[DATASET ENTRIES]:
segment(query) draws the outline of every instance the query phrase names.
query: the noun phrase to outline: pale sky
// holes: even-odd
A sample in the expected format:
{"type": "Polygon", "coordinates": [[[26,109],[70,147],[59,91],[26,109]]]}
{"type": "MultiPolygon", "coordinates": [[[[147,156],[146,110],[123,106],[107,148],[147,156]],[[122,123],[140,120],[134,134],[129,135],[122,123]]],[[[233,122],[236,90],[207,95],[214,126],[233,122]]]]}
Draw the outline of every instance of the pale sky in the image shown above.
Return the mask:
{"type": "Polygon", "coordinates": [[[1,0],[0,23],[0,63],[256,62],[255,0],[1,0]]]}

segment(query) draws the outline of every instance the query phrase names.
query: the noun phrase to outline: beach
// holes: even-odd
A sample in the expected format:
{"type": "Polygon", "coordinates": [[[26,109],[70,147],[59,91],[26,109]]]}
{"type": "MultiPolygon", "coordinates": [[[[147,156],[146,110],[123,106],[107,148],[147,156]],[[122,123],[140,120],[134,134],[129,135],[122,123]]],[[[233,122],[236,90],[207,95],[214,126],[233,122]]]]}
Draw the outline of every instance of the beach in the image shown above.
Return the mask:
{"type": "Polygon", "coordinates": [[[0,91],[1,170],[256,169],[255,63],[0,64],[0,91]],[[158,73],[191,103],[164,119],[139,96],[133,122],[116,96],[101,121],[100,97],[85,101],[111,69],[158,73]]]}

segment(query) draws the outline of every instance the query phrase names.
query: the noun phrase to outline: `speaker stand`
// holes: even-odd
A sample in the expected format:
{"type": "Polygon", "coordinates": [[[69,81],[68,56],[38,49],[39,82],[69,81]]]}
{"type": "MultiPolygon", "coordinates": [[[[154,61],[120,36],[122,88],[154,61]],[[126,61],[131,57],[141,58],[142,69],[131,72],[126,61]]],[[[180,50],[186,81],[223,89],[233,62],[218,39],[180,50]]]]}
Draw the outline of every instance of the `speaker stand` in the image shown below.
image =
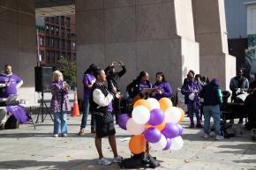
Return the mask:
{"type": "Polygon", "coordinates": [[[37,118],[36,118],[36,122],[35,122],[36,123],[38,122],[38,119],[39,119],[40,115],[41,115],[41,122],[44,122],[44,120],[48,115],[49,115],[51,120],[53,121],[51,113],[49,110],[49,107],[47,107],[46,102],[43,100],[43,92],[41,92],[41,99],[40,100],[40,107],[38,110],[38,115],[37,115],[37,118]],[[45,115],[44,115],[44,110],[46,111],[45,115]]]}

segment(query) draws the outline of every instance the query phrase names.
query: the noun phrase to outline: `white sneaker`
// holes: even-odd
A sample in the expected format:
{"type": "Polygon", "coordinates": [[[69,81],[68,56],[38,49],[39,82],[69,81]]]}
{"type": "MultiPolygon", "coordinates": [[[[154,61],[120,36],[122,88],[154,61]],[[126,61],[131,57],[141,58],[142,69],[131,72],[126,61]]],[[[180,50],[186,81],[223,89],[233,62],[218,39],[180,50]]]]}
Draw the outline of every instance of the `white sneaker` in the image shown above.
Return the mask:
{"type": "Polygon", "coordinates": [[[111,163],[112,162],[110,160],[108,160],[105,158],[99,159],[99,160],[98,160],[98,164],[103,165],[103,166],[109,166],[109,165],[111,165],[111,163]]]}
{"type": "Polygon", "coordinates": [[[215,137],[216,140],[223,140],[224,137],[222,136],[219,136],[217,135],[216,137],[215,137]]]}
{"type": "Polygon", "coordinates": [[[123,160],[123,157],[121,157],[121,156],[117,156],[117,157],[115,157],[114,159],[113,159],[113,162],[115,162],[115,163],[121,163],[122,162],[122,160],[123,160]]]}
{"type": "Polygon", "coordinates": [[[210,136],[208,134],[204,135],[204,138],[209,138],[209,137],[210,137],[210,136]]]}

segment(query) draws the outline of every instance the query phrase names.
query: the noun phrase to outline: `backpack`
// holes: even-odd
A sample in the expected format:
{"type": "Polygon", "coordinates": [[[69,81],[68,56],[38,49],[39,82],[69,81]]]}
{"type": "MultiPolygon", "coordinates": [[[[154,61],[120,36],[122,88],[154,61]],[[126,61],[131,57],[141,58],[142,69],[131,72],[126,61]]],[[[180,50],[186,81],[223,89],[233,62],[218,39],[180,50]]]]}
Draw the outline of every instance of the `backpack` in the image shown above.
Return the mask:
{"type": "Polygon", "coordinates": [[[4,124],[5,129],[19,129],[19,121],[14,117],[14,115],[10,115],[8,120],[6,121],[4,124]]]}

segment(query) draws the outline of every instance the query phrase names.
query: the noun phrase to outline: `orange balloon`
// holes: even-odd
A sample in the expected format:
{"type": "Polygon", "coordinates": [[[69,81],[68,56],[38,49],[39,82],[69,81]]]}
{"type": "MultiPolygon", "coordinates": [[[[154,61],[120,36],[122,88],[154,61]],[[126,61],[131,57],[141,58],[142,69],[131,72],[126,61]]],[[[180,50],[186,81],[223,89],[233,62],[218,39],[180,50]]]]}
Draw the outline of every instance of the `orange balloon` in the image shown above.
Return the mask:
{"type": "Polygon", "coordinates": [[[129,149],[133,154],[146,151],[146,139],[143,134],[133,136],[129,142],[129,149]]]}
{"type": "Polygon", "coordinates": [[[178,107],[178,109],[179,109],[179,111],[181,113],[181,118],[178,121],[178,123],[181,123],[184,121],[184,111],[181,107],[178,107]]]}
{"type": "Polygon", "coordinates": [[[148,128],[156,128],[157,129],[159,129],[160,131],[162,130],[165,127],[165,122],[163,121],[161,124],[157,125],[157,126],[153,126],[151,124],[146,124],[145,125],[145,129],[148,129],[148,128]]]}
{"type": "Polygon", "coordinates": [[[157,125],[156,129],[161,131],[164,129],[164,127],[165,127],[165,121],[163,121],[161,124],[157,125]]]}
{"type": "Polygon", "coordinates": [[[167,108],[169,107],[172,107],[172,102],[169,98],[162,98],[159,100],[159,104],[160,104],[160,109],[162,112],[165,112],[167,108]]]}
{"type": "Polygon", "coordinates": [[[149,110],[151,110],[151,105],[150,105],[150,103],[149,103],[147,100],[143,100],[143,99],[141,99],[141,100],[138,100],[134,103],[134,105],[133,105],[133,108],[134,108],[135,107],[138,107],[138,106],[144,106],[144,107],[146,107],[147,108],[148,108],[149,110]]]}
{"type": "Polygon", "coordinates": [[[155,128],[155,126],[153,126],[151,124],[146,124],[145,125],[145,129],[148,129],[148,128],[151,128],[151,127],[154,127],[155,128]]]}

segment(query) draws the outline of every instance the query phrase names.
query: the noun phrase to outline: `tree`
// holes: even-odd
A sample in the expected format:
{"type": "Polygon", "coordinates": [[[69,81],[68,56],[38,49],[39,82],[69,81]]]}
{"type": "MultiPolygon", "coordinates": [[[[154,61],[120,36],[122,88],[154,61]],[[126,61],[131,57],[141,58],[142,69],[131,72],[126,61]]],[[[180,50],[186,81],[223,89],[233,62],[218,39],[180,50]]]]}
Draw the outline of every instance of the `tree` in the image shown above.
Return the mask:
{"type": "Polygon", "coordinates": [[[77,84],[77,67],[74,61],[61,57],[57,62],[57,70],[63,73],[64,80],[70,85],[77,84]]]}

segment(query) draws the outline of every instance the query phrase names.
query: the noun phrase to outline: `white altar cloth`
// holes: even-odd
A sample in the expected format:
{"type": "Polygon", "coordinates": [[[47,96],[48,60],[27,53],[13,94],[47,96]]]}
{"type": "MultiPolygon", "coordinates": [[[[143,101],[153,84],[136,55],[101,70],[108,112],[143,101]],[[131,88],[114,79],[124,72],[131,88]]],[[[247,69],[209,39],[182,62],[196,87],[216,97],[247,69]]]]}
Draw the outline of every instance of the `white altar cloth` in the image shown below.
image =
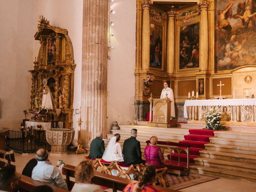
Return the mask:
{"type": "MultiPolygon", "coordinates": [[[[26,128],[29,126],[36,126],[35,129],[37,129],[36,126],[41,125],[42,126],[42,130],[48,130],[51,128],[52,123],[51,122],[38,122],[37,121],[28,121],[25,122],[25,128],[26,128]]],[[[63,128],[63,122],[59,122],[59,128],[63,128]]]]}
{"type": "Polygon", "coordinates": [[[184,116],[188,118],[187,106],[256,106],[256,99],[208,99],[186,100],[184,104],[184,116]]]}

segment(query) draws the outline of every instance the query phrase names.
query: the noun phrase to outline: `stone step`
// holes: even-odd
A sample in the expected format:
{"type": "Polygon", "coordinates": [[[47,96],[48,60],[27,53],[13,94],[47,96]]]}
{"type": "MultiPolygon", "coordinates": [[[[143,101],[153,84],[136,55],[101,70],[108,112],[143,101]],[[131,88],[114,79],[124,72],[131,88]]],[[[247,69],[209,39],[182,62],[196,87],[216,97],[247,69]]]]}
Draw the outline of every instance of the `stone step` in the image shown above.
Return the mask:
{"type": "MultiPolygon", "coordinates": [[[[125,138],[128,138],[131,136],[130,130],[110,130],[111,135],[114,135],[116,134],[119,133],[121,136],[121,138],[124,137],[125,138]]],[[[174,131],[172,132],[174,132],[174,131]]],[[[164,140],[166,141],[172,141],[173,140],[182,141],[184,140],[184,135],[182,134],[175,134],[172,133],[166,133],[164,132],[148,132],[144,131],[138,131],[138,137],[140,138],[147,138],[147,140],[149,140],[149,139],[153,136],[156,136],[158,138],[158,140],[160,141],[164,140]]]]}
{"type": "Polygon", "coordinates": [[[218,151],[226,153],[255,155],[256,149],[254,148],[236,146],[234,145],[223,145],[215,143],[209,143],[204,145],[205,148],[209,151],[218,151]]]}
{"type": "Polygon", "coordinates": [[[241,131],[222,131],[214,132],[216,137],[232,139],[248,139],[256,140],[256,132],[241,132],[241,131]]]}
{"type": "Polygon", "coordinates": [[[236,154],[206,150],[200,151],[199,152],[201,156],[204,158],[236,162],[240,163],[256,164],[256,156],[254,155],[236,154]]]}
{"type": "Polygon", "coordinates": [[[225,170],[236,172],[253,174],[256,175],[256,165],[240,163],[216,159],[211,159],[199,157],[194,159],[196,165],[220,170],[225,170]]]}
{"type": "Polygon", "coordinates": [[[256,182],[256,176],[252,174],[220,170],[210,167],[192,165],[190,167],[192,172],[200,174],[210,175],[219,177],[224,177],[250,182],[256,182]]]}
{"type": "Polygon", "coordinates": [[[256,148],[256,140],[254,140],[211,137],[210,138],[210,142],[212,143],[220,144],[223,145],[234,145],[256,148]]]}

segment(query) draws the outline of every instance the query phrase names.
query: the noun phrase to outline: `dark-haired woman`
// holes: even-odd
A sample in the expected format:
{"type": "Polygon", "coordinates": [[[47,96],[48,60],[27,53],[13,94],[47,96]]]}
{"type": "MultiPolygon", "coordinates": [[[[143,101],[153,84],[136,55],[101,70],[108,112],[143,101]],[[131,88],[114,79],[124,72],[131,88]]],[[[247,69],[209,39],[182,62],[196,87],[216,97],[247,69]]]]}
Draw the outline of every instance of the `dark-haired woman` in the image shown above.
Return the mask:
{"type": "Polygon", "coordinates": [[[160,192],[153,187],[156,176],[156,169],[153,165],[146,164],[141,169],[138,176],[138,182],[129,183],[124,188],[123,192],[160,192]]]}
{"type": "Polygon", "coordinates": [[[112,137],[102,156],[103,160],[106,161],[124,161],[121,145],[119,143],[120,138],[120,134],[118,133],[112,137]]]}

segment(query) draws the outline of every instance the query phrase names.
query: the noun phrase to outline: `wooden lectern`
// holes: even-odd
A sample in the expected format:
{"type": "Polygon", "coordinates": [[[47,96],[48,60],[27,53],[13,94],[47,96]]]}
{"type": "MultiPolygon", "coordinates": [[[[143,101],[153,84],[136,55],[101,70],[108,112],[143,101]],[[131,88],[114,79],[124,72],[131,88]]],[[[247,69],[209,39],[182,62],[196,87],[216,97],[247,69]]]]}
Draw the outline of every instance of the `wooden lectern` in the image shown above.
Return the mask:
{"type": "Polygon", "coordinates": [[[154,127],[170,127],[171,118],[171,102],[170,98],[153,99],[151,94],[148,99],[150,104],[150,111],[152,110],[153,104],[153,122],[151,122],[152,113],[150,113],[149,122],[148,126],[154,127]]]}

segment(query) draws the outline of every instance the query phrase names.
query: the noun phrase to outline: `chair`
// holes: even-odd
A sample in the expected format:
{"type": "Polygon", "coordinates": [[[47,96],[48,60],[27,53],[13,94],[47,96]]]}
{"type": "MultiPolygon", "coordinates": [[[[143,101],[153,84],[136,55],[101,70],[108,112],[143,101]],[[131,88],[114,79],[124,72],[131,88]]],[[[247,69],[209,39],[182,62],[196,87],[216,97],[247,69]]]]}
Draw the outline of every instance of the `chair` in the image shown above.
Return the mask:
{"type": "Polygon", "coordinates": [[[135,176],[136,176],[138,174],[138,169],[143,165],[143,164],[142,163],[136,165],[126,165],[124,163],[124,162],[116,162],[116,166],[119,172],[117,176],[118,177],[124,176],[127,179],[131,179],[129,175],[134,174],[135,176]],[[124,169],[122,168],[122,167],[127,168],[128,169],[124,169]]]}

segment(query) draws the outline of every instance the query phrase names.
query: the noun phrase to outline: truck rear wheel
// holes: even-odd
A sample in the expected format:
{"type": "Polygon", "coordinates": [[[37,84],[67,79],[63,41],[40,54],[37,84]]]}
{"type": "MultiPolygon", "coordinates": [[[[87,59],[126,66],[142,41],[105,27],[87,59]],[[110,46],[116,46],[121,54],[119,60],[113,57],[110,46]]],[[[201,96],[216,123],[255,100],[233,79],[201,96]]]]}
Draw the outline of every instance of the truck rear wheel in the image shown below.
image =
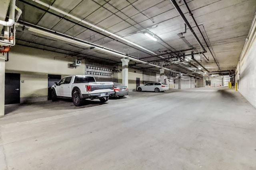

[GIVEN REQUEST]: Count the lines of the data above that contain the string "step", with case counting, and reply with only that number.

[FINISHED ANSWER]: 2